Stored data entries:
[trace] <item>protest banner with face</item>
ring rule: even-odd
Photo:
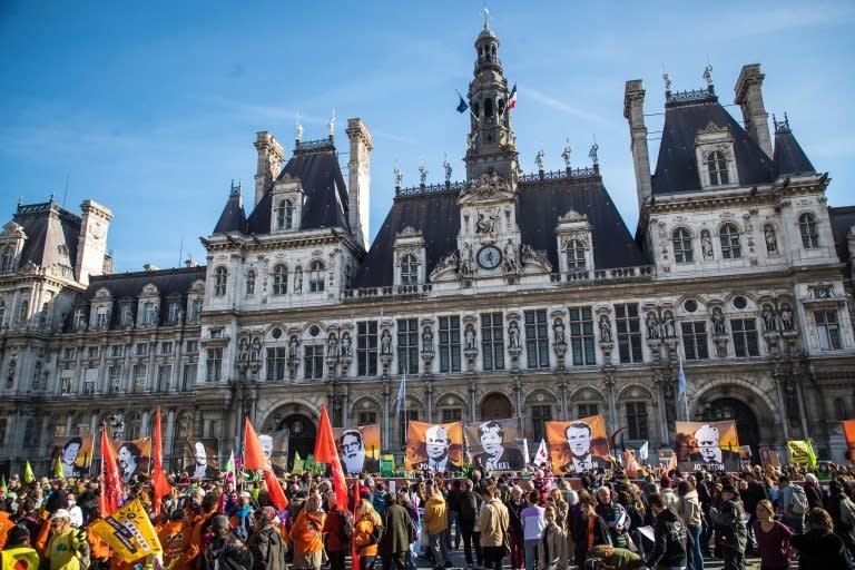
[[[148,466],[151,461],[151,438],[111,441],[110,443],[116,453],[119,476],[124,482],[129,482],[134,475],[137,479],[148,476]]]
[[[89,474],[92,464],[94,435],[75,435],[71,438],[53,438],[50,453],[51,466],[59,459],[63,476],[80,476]]]
[[[518,471],[525,466],[525,438],[519,417],[468,423],[464,433],[470,461],[483,471]]]
[[[342,460],[342,469],[348,475],[363,471],[376,473],[380,469],[380,424],[358,428],[333,428],[335,445]]]
[[[463,466],[463,424],[410,421],[404,468],[458,471]]]
[[[215,438],[187,438],[184,469],[193,479],[216,479],[219,474],[219,442]]]
[[[547,422],[553,473],[582,473],[611,466],[606,422],[591,415],[571,422]]]
[[[736,422],[677,422],[677,466],[684,472],[739,471]]]

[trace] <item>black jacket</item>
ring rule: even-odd
[[[656,541],[647,566],[686,566],[686,523],[669,509],[656,515]]]

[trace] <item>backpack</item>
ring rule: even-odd
[[[789,495],[789,513],[802,515],[807,510],[807,495],[802,485],[790,484],[793,493]]]
[[[338,513],[338,523],[341,527],[341,530],[338,531],[338,538],[344,542],[345,544],[351,541],[353,538],[353,527],[354,527],[354,519],[353,514],[351,514],[347,511],[337,510]]]

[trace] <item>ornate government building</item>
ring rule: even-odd
[[[651,174],[641,81],[623,116],[636,173],[635,234],[597,164],[520,171],[499,39],[475,40],[465,180],[401,187],[368,238],[372,137],[293,150],[258,132],[255,188],[232,188],[205,238],[207,264],[115,274],[110,210],[19,204],[0,235],[0,459],[18,470],[55,436],[186,438],[227,453],[248,414],[289,449],[314,445],[317,412],[380,423],[400,452],[406,419],[601,413],[630,443],[670,446],[681,420],[734,419],[740,443],[814,440],[842,460],[855,416],[852,261],[855,207],[826,204],[787,120],[773,121],[764,75],[745,66],[733,117],[711,80],[667,87]],[[537,163],[542,165],[542,158]],[[214,220],[212,220],[214,222]],[[406,377],[405,412],[395,396]],[[38,463],[33,462],[39,469]],[[0,465],[3,469],[3,465]]]

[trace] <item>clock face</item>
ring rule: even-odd
[[[502,263],[502,252],[494,245],[485,245],[478,252],[478,265],[484,269],[495,269]]]

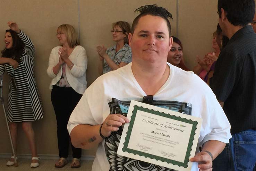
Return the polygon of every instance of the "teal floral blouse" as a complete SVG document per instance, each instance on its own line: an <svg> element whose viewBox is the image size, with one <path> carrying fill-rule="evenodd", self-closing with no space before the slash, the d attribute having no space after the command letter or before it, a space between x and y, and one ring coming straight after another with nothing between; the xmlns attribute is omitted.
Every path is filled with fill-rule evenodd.
<svg viewBox="0 0 256 171"><path fill-rule="evenodd" d="M131 62L131 49L130 46L127 44L116 53L117 45L109 48L106 53L111 58L115 64L119 65L121 62L128 64ZM112 69L106 61L104 59L103 64L103 74L104 74L111 71Z"/></svg>

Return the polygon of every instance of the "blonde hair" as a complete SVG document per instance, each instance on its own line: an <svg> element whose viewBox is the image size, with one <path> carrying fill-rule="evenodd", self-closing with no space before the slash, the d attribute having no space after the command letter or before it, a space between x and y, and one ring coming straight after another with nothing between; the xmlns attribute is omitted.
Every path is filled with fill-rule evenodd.
<svg viewBox="0 0 256 171"><path fill-rule="evenodd" d="M66 35L67 40L70 47L73 48L80 45L77 35L75 31L74 27L71 25L69 24L61 25L58 27L57 31L58 30L61 30Z"/></svg>
<svg viewBox="0 0 256 171"><path fill-rule="evenodd" d="M131 32L131 26L130 24L126 21L117 21L112 23L112 27L117 26L119 26L122 29L123 33L126 35L126 37L123 39L125 43L129 44L128 40L128 35Z"/></svg>

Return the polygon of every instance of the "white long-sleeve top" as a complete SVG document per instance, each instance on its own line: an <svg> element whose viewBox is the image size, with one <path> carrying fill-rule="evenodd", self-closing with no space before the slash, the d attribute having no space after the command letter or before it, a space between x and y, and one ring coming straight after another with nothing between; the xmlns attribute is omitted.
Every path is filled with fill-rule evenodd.
<svg viewBox="0 0 256 171"><path fill-rule="evenodd" d="M53 48L49 57L49 63L47 69L47 74L52 78L50 85L50 89L52 89L60 79L62 75L62 66L57 75L53 73L52 68L59 63L59 49L61 46L58 46ZM87 68L87 57L84 48L80 46L75 48L68 58L74 64L70 69L66 65L66 76L68 83L76 92L83 94L87 88L86 70Z"/></svg>

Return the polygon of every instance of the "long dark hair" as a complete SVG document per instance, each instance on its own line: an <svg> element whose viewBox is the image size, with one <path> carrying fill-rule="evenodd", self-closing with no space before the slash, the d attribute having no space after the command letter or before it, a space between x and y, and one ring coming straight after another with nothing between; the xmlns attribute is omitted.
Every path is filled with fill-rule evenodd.
<svg viewBox="0 0 256 171"><path fill-rule="evenodd" d="M180 40L180 39L174 36L172 36L172 39L173 40L173 42L175 42L177 44L179 44L180 46L180 47L181 48L181 50L183 50L183 47L182 46L182 44Z"/></svg>
<svg viewBox="0 0 256 171"><path fill-rule="evenodd" d="M10 49L6 47L1 52L2 57L12 58L17 62L19 62L25 47L25 44L19 38L17 33L12 30L6 30L6 32L10 32L12 38L12 47Z"/></svg>

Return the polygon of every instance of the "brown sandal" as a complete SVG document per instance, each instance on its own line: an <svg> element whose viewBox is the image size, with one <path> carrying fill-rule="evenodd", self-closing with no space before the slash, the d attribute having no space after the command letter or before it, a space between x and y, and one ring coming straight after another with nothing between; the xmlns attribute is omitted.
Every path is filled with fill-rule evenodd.
<svg viewBox="0 0 256 171"><path fill-rule="evenodd" d="M58 164L55 163L55 167L60 168L63 168L68 163L67 159L63 157L61 157L59 159L59 162Z"/></svg>
<svg viewBox="0 0 256 171"><path fill-rule="evenodd" d="M71 168L78 168L81 167L80 165L80 159L77 158L73 158L71 163Z"/></svg>

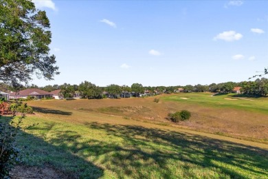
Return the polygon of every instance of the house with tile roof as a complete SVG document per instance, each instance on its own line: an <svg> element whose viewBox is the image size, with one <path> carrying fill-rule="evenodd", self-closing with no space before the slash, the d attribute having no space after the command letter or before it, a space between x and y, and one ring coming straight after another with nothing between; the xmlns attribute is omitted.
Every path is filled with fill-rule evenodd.
<svg viewBox="0 0 268 179"><path fill-rule="evenodd" d="M241 90L242 87L234 87L233 89L233 92L234 93L236 93L236 94L241 94Z"/></svg>
<svg viewBox="0 0 268 179"><path fill-rule="evenodd" d="M51 92L55 99L63 99L63 95L60 93L61 90L54 90Z"/></svg>
<svg viewBox="0 0 268 179"><path fill-rule="evenodd" d="M0 91L0 98L4 98L5 100L10 100L10 94Z"/></svg>
<svg viewBox="0 0 268 179"><path fill-rule="evenodd" d="M31 96L34 99L41 99L45 98L53 98L53 94L36 88L26 89L19 92L10 93L10 98L27 98Z"/></svg>

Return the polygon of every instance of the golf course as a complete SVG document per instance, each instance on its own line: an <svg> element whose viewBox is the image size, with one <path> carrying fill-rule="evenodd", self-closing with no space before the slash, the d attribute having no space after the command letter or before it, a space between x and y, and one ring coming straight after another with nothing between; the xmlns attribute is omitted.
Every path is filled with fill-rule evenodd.
<svg viewBox="0 0 268 179"><path fill-rule="evenodd" d="M11 176L32 169L51 178L267 178L266 98L181 93L27 103L34 114L21 125L23 163ZM190 120L167 118L182 109Z"/></svg>

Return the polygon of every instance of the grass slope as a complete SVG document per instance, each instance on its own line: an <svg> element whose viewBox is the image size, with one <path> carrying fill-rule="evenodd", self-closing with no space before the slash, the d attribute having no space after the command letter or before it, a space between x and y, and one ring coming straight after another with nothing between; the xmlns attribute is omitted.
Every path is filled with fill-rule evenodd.
<svg viewBox="0 0 268 179"><path fill-rule="evenodd" d="M27 117L23 126L18 144L25 147L24 163L49 165L70 178L268 176L267 149L235 143L232 138L218 140L118 116L47 109L45 114Z"/></svg>

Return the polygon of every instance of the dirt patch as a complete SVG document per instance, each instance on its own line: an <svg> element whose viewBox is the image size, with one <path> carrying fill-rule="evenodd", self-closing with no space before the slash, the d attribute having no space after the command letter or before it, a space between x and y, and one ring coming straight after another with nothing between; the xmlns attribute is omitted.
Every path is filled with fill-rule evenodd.
<svg viewBox="0 0 268 179"><path fill-rule="evenodd" d="M224 99L227 99L227 100L238 100L238 99L229 98L224 98Z"/></svg>
<svg viewBox="0 0 268 179"><path fill-rule="evenodd" d="M49 167L16 166L10 173L11 178L74 178Z"/></svg>

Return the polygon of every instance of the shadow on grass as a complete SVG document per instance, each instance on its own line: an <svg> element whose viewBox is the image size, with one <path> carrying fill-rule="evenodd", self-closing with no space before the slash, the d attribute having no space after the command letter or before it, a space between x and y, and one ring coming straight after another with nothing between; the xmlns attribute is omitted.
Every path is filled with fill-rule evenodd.
<svg viewBox="0 0 268 179"><path fill-rule="evenodd" d="M265 149L159 129L98 123L85 125L89 131L104 132L106 138L120 140L87 140L76 131L63 130L48 141L57 147L45 151L37 147L36 155L45 153L59 158L58 155L62 156L61 153L68 151L80 158L58 158L57 165L79 160L82 162L77 169L94 169L95 166L81 159L91 158L115 173L116 178L214 178L216 173L217 178L244 178L268 175L268 151ZM89 167L83 166L83 162ZM88 177L87 172L81 172L80 177Z"/></svg>
<svg viewBox="0 0 268 179"><path fill-rule="evenodd" d="M0 123L8 123L10 120L11 117L9 120L4 120L2 117L0 118ZM47 131L54 126L53 123L49 123L45 128L39 129ZM42 131L39 132L42 133ZM71 131L65 132L69 138L62 140L70 141L80 137ZM25 166L34 166L40 169L49 166L63 173L64 178L99 178L103 176L104 171L102 168L75 155L68 149L54 145L42 138L25 133L23 130L20 130L16 136L16 145L21 149L21 164Z"/></svg>
<svg viewBox="0 0 268 179"><path fill-rule="evenodd" d="M183 170L183 176L188 178L196 178L200 175L189 172L190 168L194 166L202 169L216 168L220 171L219 173L223 174L222 176L227 176L231 178L246 177L247 176L243 175L243 170L252 173L253 176L268 175L268 151L265 149L158 129L96 123L87 125L89 128L104 130L108 135L124 139L126 146L123 147L97 142L90 146L91 149L89 149L93 155L115 151L116 158L111 161L114 167L110 167L118 173L120 173L121 170L124 171L125 173L130 173L134 167L137 168L136 172L138 172L139 177L147 178L150 176L139 172L139 169L144 167L145 164L157 165L159 170L164 169L161 176L164 178L176 178L177 176L175 175L175 171L170 169L171 167L168 167L170 160L174 160L175 162L183 162L181 167L190 167ZM150 143L170 147L175 151L172 152L158 147L151 147ZM129 145L134 147L128 147ZM142 149L148 147L152 149L150 152L146 152L146 150ZM141 165L137 158L145 160L145 163ZM252 165L254 167L251 167ZM203 176L205 176L209 177ZM213 175L211 177L213 177Z"/></svg>
<svg viewBox="0 0 268 179"><path fill-rule="evenodd" d="M43 114L59 114L59 115L71 115L71 112L63 112L60 110L52 109L49 108L39 107L32 107L34 112L37 112Z"/></svg>
<svg viewBox="0 0 268 179"><path fill-rule="evenodd" d="M228 96L232 97L238 97L238 98L267 98L267 96L263 96L260 95L249 95L245 94L232 94L228 95Z"/></svg>
<svg viewBox="0 0 268 179"><path fill-rule="evenodd" d="M72 128L56 131L56 123L43 125L29 129L38 131L40 138L23 131L19 136L18 144L25 148L21 152L24 162L48 164L71 178L110 177L104 176L104 169L113 175L111 178L265 178L268 175L268 151L258 147L183 132L98 123L85 126L89 132L104 134L98 135L105 138L87 138ZM48 135L52 137L46 138Z"/></svg>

== GIVEN EXERCISE ==
Tally the lines of the material above that contain the string "hair", with case counting, and reply with only the number.

== RESPONSE ==
2